What you will do -
Reading the records below, count the lines in which the string "blue" appears; write the number only.

──────── Exercise material

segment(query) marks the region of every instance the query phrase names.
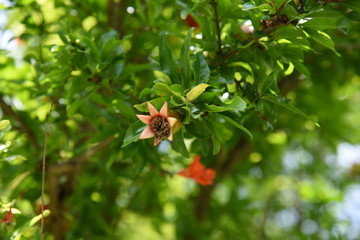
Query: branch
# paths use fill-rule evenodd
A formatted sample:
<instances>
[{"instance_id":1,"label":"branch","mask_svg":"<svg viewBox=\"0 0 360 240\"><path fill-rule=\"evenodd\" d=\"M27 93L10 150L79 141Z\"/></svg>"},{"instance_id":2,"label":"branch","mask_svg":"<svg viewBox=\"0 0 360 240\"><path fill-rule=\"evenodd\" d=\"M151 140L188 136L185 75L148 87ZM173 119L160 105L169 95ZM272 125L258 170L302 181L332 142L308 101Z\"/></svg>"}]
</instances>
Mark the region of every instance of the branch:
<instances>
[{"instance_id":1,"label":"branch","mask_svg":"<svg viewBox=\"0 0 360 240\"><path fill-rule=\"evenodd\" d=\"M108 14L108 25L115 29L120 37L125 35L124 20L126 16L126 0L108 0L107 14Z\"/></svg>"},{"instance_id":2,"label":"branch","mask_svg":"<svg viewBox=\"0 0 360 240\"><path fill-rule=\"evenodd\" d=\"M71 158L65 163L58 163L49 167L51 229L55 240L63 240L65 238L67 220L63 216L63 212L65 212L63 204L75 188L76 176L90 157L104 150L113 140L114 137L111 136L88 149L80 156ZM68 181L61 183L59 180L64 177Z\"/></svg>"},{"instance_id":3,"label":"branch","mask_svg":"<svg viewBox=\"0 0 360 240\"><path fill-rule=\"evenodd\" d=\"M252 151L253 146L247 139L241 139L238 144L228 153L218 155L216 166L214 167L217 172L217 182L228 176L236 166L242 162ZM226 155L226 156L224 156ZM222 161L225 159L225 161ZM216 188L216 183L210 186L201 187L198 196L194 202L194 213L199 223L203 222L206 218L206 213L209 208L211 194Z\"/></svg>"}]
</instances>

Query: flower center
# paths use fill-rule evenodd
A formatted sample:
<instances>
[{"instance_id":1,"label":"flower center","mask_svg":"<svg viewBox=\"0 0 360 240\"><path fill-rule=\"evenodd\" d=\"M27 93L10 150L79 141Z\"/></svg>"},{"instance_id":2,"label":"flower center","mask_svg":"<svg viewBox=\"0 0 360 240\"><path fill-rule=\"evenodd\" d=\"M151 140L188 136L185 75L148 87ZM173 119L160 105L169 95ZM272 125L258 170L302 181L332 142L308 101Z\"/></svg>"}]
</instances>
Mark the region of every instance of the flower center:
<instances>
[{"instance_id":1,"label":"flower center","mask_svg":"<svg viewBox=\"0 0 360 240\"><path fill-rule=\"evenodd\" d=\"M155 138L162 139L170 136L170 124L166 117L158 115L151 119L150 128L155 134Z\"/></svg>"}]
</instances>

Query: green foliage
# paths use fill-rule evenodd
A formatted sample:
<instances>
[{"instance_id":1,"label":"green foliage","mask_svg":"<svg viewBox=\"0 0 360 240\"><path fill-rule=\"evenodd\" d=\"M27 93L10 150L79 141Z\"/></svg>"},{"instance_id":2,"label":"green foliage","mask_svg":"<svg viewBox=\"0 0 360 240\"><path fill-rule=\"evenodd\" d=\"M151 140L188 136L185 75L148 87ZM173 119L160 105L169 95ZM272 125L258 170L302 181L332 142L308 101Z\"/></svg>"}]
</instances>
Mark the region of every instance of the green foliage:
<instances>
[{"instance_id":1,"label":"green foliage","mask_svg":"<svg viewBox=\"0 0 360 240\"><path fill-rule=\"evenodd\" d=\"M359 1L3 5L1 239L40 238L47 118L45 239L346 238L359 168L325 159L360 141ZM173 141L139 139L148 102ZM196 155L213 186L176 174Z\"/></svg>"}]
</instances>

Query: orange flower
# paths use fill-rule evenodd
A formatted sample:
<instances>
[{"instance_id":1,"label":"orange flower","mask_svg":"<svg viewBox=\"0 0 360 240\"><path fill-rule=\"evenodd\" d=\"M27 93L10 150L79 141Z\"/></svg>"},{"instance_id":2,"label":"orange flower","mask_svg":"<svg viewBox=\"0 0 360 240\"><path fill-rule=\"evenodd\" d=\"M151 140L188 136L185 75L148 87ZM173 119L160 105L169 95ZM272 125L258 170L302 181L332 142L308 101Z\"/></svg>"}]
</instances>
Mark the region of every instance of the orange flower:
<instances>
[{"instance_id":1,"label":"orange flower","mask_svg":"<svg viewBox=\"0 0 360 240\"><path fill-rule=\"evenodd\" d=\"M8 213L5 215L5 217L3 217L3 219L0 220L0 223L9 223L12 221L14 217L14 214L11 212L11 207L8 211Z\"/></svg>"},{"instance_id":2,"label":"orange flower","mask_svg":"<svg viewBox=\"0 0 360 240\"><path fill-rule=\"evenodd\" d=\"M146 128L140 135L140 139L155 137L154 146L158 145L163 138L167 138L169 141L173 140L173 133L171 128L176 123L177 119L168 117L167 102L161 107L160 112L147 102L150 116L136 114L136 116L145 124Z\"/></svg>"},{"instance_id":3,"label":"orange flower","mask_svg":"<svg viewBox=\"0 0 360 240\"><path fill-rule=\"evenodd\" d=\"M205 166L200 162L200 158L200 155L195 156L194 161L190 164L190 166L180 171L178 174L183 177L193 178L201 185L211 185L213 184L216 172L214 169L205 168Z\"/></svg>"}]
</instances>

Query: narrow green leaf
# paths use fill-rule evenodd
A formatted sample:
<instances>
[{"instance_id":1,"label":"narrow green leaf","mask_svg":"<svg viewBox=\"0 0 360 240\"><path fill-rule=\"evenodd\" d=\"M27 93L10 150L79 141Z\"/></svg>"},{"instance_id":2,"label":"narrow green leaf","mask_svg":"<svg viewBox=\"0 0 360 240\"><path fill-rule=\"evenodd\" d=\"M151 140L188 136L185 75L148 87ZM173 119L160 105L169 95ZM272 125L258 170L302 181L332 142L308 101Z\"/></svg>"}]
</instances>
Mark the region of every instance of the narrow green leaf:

────────────────
──────── Exercise material

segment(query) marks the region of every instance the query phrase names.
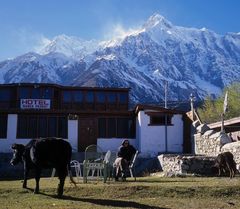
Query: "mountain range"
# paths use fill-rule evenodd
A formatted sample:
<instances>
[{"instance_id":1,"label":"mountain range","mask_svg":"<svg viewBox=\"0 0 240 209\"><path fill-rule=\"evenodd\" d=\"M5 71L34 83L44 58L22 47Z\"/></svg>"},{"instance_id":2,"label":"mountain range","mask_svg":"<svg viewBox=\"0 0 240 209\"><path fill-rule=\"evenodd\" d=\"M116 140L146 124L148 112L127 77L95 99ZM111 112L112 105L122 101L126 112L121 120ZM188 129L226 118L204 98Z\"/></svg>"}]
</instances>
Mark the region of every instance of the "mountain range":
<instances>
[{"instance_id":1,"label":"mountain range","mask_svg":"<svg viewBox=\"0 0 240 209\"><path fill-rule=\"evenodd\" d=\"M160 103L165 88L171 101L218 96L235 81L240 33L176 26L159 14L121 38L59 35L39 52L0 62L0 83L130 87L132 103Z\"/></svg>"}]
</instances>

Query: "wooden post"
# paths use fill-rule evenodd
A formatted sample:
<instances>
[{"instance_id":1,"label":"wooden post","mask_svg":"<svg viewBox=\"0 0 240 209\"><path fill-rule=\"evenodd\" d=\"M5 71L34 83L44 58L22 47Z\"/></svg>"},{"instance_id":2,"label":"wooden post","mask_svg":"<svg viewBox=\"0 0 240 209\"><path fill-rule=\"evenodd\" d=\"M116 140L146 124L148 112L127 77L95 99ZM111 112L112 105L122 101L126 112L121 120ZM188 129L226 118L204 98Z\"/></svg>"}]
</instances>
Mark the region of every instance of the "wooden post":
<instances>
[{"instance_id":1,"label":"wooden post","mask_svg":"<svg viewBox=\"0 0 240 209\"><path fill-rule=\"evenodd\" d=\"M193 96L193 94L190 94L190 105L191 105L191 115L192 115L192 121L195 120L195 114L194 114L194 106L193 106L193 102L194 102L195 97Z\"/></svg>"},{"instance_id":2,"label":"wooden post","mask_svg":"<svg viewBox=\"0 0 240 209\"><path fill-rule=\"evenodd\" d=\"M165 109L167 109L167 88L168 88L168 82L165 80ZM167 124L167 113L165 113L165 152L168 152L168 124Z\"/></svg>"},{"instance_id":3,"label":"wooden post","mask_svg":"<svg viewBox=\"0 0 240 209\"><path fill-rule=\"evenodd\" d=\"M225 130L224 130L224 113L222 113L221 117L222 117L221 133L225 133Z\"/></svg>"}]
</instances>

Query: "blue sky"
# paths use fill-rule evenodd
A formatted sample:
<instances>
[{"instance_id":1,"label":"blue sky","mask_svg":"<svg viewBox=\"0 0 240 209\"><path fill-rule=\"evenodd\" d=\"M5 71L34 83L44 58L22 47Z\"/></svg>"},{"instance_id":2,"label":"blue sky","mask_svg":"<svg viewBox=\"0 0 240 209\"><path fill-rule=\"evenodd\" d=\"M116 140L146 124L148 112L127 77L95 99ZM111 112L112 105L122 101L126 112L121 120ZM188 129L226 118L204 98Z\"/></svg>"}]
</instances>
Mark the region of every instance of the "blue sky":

────────────────
──────── Exercise material

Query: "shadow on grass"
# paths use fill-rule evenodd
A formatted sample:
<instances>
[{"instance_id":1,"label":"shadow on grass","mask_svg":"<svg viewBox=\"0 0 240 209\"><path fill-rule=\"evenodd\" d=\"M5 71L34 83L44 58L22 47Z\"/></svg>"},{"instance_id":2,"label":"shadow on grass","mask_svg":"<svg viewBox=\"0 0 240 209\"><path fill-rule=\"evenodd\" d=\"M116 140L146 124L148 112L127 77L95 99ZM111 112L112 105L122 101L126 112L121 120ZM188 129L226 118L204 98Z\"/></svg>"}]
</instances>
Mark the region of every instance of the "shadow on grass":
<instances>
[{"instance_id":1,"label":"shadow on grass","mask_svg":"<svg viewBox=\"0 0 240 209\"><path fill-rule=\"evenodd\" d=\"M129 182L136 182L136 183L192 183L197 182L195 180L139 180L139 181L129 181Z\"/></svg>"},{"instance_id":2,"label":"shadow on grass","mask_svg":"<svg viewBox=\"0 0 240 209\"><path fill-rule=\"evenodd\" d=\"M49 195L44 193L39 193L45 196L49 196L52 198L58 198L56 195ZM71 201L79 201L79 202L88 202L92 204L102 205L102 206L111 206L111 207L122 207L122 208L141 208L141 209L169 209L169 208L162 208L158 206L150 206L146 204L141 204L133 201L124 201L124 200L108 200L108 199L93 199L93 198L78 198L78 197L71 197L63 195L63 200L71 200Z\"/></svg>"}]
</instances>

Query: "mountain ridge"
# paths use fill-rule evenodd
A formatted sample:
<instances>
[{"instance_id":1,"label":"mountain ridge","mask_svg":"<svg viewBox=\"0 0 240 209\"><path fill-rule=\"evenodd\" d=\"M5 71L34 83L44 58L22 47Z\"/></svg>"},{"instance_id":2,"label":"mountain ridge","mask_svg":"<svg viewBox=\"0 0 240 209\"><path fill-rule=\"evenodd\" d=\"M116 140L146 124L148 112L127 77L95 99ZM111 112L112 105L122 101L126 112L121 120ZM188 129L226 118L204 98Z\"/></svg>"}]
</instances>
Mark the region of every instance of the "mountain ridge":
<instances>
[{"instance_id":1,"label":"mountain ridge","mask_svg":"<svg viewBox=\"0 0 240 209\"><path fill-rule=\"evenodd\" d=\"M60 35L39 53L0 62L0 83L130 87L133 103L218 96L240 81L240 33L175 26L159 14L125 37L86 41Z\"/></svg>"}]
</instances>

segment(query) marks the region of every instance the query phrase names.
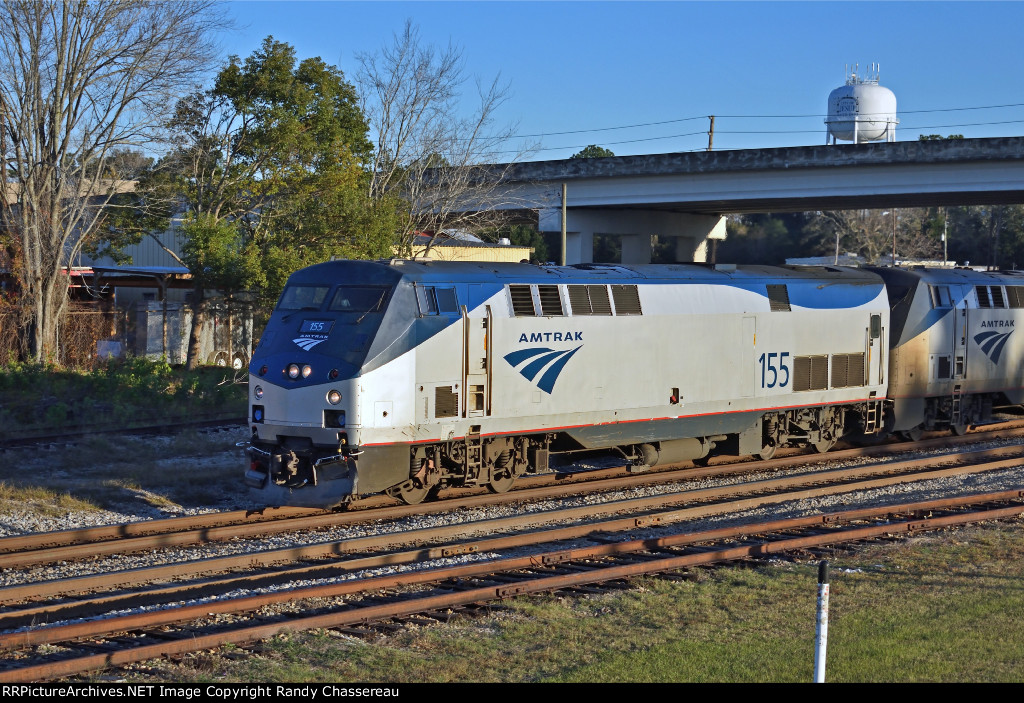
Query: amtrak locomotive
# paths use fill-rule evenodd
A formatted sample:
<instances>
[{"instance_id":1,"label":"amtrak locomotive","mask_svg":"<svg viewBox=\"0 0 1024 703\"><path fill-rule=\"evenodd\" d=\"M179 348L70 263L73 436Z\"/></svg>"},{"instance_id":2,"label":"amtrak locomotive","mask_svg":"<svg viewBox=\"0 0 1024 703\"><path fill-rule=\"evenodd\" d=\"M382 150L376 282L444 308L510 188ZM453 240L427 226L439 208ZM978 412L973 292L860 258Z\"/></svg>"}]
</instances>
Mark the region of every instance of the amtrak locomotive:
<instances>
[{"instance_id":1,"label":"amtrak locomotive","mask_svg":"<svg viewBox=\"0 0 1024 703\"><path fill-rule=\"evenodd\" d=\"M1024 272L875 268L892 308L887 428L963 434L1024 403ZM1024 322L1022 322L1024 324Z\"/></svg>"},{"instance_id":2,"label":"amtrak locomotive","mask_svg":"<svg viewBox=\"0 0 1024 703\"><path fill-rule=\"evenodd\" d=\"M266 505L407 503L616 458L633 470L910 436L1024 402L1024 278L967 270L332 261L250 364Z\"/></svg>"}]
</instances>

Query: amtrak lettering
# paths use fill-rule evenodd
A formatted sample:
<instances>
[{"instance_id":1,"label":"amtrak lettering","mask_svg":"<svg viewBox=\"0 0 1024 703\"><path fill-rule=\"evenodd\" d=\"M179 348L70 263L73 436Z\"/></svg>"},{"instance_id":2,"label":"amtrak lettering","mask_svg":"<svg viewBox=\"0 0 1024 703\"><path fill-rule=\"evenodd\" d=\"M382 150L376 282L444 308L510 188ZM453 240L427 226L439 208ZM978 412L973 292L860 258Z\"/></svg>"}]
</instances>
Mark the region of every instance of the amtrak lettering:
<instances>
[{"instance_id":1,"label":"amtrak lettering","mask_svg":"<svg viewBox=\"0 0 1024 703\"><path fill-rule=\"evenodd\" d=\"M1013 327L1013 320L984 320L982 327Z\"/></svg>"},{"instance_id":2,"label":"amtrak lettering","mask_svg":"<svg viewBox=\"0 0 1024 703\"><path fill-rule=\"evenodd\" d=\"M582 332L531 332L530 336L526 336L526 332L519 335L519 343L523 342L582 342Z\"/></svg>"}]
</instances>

────────────────

Task output -
3